2020, Palpatine et la désinformation
Le round actuel du match mortel entre les islamistes iraniens et les évangélistes américains illumine cette année naissante d’un feu d’artifice de bêtise, de désinformation et de manipulation qui seront, sans doute, la marque de fabrique de la décennie à venir. Alors autant se mettre à la page tout de suite et je vous souhaite, chères lectrices et chers lecteurs, une passionnante autant que désinformative année 2020 ! Et non, le titre n’est pas une erreur.
Soleimani et le lien bidon avec le 11 septembre.
L’assassinat du général iranien Qassim Soleimani, sur ordre de Donald Trump, fut ainsi justifié par son vice-président Mike Pence, évangéliste pur et dur :
“[Suleimani] assisted in the clandestine travel to Afghanistan of 10 of the 12 terrorists who carried out the September 11 terrorist attacks in the United States… Soleimani was plotting imminent attacks on American diplomats and military personnel. The world is a safer place today because Soleimani is gone.”
(Soleimani) a collaboré au transfert clandestin de 10 des 12 terroristes ayant participé aux attentats du 11 septembre 2001 contre les Etats-Unis…. Soleilmani préparait des attaques imminentes contre du personnel diplomatique et militaire américain. Le monde est aujourd’hui plus sûr du fait de la disparition de Soleimani.
https://www.currentaffairs.org/2020/01/how-to-avoid-swallowing-war-propaganda
Cette justification vise à entériner une fausse idée selon laquelle Soleimani, donc à travers lui l’Iran (dont il est le chef des redoutables et meurtriers Gardiens de la Révolution, le bras armé de la dictature théocratique iranienne et force d’élite en Syrie contre Daech) et son allié le Hezbollah, seraient associés aux dits attentats du 11 septembre 2001. Alors qu’il ne semble exister aucun indice d’une quelconque implication du régime chiite dans cette affaire – de l’admission même du très officiel rapport de la 9/11 Commission.
Tout comme l’administration de G.W. Bush avait voulu associer Saddam Hussein à ces mêmes attentats en inventant une proximité entre le régime irakien de l’époque et Al-Qaïda (en plus des fantomatiques armes de destruction massive), l’administration Trump en rajoute une couche dans sa recherche d’un conflit ouvert avec l’Iran en associant ce régime avec ce symbole absolu de l’anti-américanisme.
J’ai insisté, dans l’introduction du billet, sur l’aspect religieux des protagonistes car ce conflit ne semble avoir aucun sens politique si on lui retire sa dimension religieuse. Hors le sens économique lié à la nécessité pour les USA de faire tourner leur immense complexe militaro-industriel par le biais de guerres sans fins mais très consommatrices d’équipements, d’armes et de services en tous genres (guerres que Trump avait par ailleurs promis d’arrêter lors de sa première campagne électorale), un sens plus profond lié à la religion a été développé par le professeur de théologie franco-libanais Antoine Fleyfel dans son – sidérant – livre Les dieux criminels, objet d’un article ici en septembre 2018 (1).

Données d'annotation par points

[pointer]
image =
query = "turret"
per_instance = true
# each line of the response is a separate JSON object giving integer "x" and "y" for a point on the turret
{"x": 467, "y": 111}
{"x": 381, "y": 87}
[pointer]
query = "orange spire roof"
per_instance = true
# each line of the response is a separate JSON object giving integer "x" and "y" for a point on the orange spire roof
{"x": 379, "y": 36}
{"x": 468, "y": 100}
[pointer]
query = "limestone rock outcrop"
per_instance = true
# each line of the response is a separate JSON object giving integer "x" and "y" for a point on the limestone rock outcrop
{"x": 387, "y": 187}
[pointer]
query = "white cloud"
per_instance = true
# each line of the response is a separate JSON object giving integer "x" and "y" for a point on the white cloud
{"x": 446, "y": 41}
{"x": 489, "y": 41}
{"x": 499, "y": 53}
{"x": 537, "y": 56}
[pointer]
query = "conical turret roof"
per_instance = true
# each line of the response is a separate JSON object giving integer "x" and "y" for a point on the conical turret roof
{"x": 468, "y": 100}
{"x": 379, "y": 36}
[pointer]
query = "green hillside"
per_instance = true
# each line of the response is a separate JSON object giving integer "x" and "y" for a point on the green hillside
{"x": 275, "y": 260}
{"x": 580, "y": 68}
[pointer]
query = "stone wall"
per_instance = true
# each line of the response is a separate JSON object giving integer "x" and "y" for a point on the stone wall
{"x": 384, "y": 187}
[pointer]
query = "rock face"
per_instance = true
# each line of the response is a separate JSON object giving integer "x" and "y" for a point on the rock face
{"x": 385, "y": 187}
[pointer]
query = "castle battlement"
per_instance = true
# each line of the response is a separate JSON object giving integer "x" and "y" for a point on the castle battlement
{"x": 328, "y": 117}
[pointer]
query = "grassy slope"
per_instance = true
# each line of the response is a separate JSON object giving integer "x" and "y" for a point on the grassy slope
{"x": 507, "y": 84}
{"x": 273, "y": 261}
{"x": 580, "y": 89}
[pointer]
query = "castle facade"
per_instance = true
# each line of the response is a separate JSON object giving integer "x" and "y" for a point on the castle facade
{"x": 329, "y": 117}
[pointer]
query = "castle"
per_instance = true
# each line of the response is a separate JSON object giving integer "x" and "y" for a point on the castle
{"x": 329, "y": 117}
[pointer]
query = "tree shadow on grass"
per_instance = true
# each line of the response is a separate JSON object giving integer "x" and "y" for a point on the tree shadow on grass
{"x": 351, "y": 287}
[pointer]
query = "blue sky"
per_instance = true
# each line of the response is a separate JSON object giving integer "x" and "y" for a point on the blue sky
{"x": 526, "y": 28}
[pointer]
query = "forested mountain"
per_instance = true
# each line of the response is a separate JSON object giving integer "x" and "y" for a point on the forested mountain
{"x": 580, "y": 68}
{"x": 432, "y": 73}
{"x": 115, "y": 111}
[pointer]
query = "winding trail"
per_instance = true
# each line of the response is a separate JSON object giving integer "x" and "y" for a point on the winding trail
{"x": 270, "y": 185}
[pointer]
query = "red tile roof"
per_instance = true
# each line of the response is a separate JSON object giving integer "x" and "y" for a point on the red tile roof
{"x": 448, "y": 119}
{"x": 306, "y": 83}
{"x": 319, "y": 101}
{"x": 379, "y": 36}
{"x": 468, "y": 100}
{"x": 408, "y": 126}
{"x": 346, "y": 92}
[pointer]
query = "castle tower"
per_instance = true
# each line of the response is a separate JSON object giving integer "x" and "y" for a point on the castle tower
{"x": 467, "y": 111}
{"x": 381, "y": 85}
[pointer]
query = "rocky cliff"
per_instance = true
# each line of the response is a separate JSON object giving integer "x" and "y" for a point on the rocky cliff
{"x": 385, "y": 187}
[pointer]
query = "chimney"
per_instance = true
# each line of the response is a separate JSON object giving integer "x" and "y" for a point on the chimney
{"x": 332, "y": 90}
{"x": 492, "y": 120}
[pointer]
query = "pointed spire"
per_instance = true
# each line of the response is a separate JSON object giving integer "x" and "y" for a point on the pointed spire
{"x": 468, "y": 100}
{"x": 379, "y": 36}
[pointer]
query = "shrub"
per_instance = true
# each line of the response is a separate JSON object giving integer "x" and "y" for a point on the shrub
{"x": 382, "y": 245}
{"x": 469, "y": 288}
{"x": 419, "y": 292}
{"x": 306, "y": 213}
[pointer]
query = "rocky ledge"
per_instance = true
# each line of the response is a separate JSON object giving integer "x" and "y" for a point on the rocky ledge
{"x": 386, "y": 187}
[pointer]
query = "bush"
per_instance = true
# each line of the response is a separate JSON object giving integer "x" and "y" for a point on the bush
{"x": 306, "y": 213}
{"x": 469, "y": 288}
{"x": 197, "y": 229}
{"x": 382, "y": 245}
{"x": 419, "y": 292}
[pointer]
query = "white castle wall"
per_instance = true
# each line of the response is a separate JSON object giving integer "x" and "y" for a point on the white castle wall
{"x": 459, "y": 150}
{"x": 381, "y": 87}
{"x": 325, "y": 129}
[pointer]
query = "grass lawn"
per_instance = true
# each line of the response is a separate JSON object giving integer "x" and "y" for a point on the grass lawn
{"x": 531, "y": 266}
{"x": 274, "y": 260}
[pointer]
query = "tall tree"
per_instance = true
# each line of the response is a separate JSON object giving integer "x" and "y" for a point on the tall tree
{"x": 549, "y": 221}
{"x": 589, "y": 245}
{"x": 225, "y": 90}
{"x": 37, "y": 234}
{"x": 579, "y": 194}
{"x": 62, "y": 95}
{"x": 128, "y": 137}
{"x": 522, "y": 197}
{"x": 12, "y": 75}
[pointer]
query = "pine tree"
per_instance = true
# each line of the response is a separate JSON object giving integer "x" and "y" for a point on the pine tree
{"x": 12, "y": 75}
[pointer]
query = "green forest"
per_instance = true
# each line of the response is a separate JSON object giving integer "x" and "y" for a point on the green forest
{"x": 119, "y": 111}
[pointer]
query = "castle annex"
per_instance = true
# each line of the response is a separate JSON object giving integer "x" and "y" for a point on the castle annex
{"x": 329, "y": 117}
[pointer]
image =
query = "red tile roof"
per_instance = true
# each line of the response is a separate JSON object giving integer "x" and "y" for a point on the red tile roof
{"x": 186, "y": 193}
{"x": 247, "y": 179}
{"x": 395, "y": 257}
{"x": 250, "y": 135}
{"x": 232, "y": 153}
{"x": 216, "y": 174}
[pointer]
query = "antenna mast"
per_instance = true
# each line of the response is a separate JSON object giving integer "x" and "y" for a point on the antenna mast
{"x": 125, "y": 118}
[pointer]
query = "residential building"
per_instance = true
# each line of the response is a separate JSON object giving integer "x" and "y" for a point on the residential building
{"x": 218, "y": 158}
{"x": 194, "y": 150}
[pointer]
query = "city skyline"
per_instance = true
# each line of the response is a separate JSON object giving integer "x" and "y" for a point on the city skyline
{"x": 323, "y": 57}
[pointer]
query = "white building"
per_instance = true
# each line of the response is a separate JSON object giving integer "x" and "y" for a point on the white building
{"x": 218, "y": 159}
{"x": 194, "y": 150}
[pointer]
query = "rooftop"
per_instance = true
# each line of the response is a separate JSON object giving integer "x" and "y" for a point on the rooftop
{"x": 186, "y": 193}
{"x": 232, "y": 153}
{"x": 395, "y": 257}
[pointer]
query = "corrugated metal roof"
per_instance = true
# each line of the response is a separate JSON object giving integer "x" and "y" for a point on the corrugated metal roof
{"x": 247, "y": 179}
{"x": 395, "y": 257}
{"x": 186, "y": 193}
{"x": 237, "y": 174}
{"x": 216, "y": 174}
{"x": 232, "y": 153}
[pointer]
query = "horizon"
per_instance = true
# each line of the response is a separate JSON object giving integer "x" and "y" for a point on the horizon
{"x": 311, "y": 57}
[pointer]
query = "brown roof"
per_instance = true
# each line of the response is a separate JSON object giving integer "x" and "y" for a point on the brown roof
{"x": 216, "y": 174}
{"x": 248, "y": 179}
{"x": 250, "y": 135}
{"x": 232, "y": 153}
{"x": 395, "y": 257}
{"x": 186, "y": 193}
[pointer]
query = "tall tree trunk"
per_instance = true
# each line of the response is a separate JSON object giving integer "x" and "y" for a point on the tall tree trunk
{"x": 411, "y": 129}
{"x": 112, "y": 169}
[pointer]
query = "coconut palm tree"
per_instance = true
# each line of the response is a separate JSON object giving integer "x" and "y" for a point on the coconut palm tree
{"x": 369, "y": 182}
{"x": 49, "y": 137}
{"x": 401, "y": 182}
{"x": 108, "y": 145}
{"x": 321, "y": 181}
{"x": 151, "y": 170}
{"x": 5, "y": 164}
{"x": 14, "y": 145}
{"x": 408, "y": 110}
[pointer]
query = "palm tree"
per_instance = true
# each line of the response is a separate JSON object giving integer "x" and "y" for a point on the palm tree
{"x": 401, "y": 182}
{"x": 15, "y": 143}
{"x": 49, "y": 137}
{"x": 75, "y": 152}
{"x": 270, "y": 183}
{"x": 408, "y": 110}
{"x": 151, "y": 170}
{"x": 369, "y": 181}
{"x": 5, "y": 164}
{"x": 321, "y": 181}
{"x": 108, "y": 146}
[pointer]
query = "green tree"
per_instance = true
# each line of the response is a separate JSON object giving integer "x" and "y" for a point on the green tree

* **TRAVAIL DEMANDÉ**: Poursuivez l'extrait fourni sur la mort de Soleimani et la désinformation, à partir de sa dernière phrase.

* **RÉPONSE**:
La mouvance évangéliste, représentée ici par Mike Pence, est associée au sein de l’administration américaine au puissant lobby israélien (représenté en l’occurrence par Jared Kushner, beau-fils de Donald Trump, grand ami personnel de Benjamin Netanyahou et conseiller personnel du Président (2)) dans une espèce de sainte alliance en vue d’une grande guerre finale contre l’Islam permettant, selon la prophétie eschatologique, le retour du Christ / Messie et un règne de paix de mille ans.
Le 11 septembre 2001 ayant servi de justification bidon pour les désastreuses attaques contre l’Afghanistan (désastre récemment révélé par les Afghanistan Papers (3)), contre l’Irak qui aujourd’hui se révolte contre la présence de l’occupant US, et désormais l’Iran contre lequel toute attaque militaire subirait inévitablement le même sort que les autres, on pourrait se demander – si l’on s’inquiète réellement de la désinformation massive dont nos sociétés souffrent depuis vingt ans – de quoi relève effectivement ce fameux 9/11 légitimant tout et n’importe quoi, mais là on touche à la limite du politiquement correct.
Edwy Plenel en arrive aujourd’hui à qualifier les USA de rogue state, d’Etat voyou et il a raison (4) mais malheureusement il ne veut pas, pour des raisons aussi politiques qu’économiques (il doit vendre un journal dit sérieux à des gens dits sérieux) aller titiller la bête au fond du gouffre (5).
L’ordre assassin donné par Donald Trump n’est que l’énième illustration de ce comportement qu’avait théorisé Jacques Derrida, en retournant contre l’impérialisme américain le concept de « rogue State » forgé sous la présidence de Ronald Reagan pour désigner les cibles étatiques des États-Unis.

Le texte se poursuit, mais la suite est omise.